Instructions to follow: No picture belongs in the copy. Repeat each line below exactly.
(Available records)
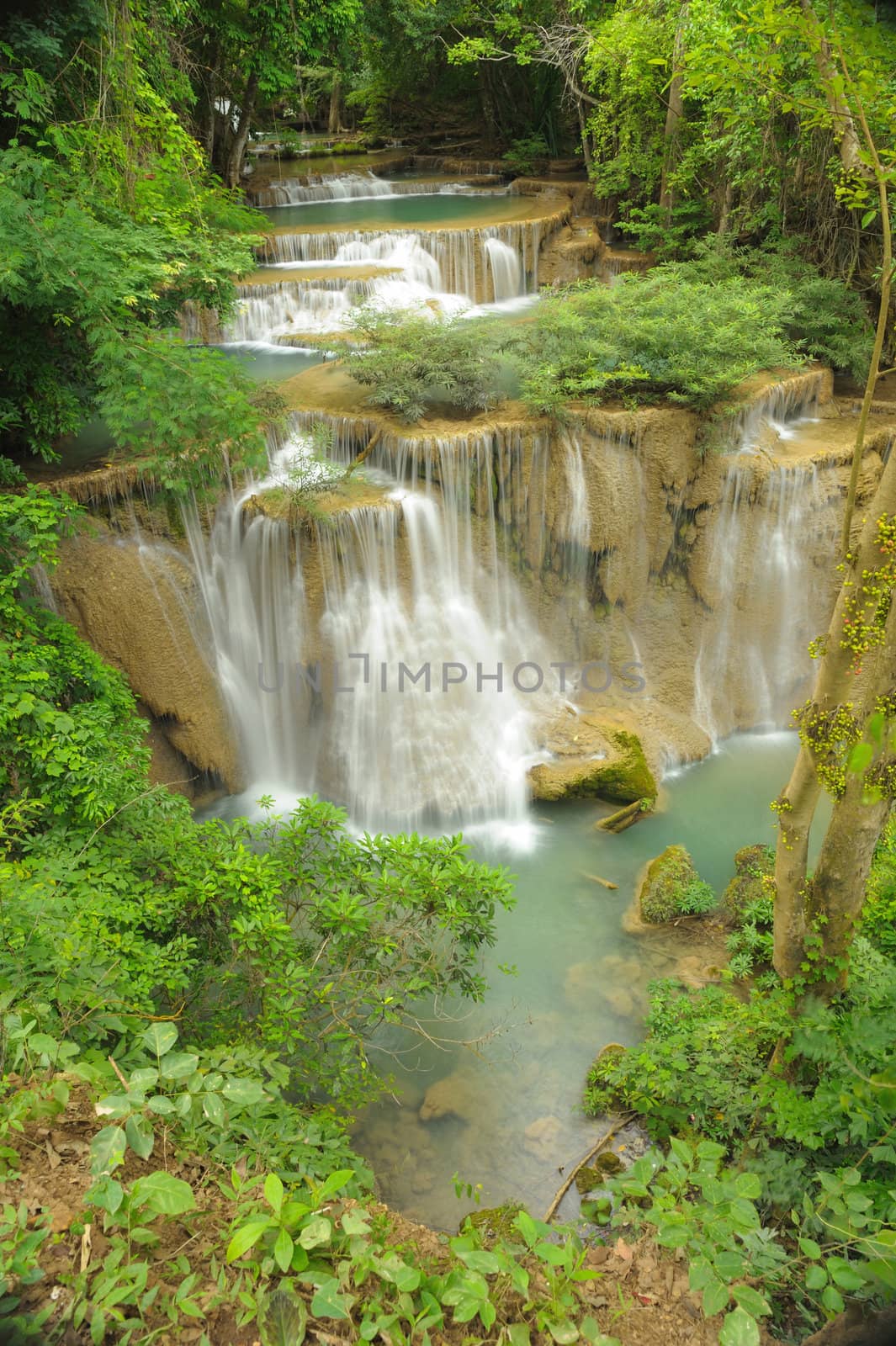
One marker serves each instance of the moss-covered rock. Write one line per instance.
(622, 777)
(496, 1224)
(754, 881)
(671, 888)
(End Available records)
Exercise output:
One marker serves each instance of the moss-covered rock. Write one line per instance.
(622, 777)
(496, 1224)
(754, 881)
(671, 888)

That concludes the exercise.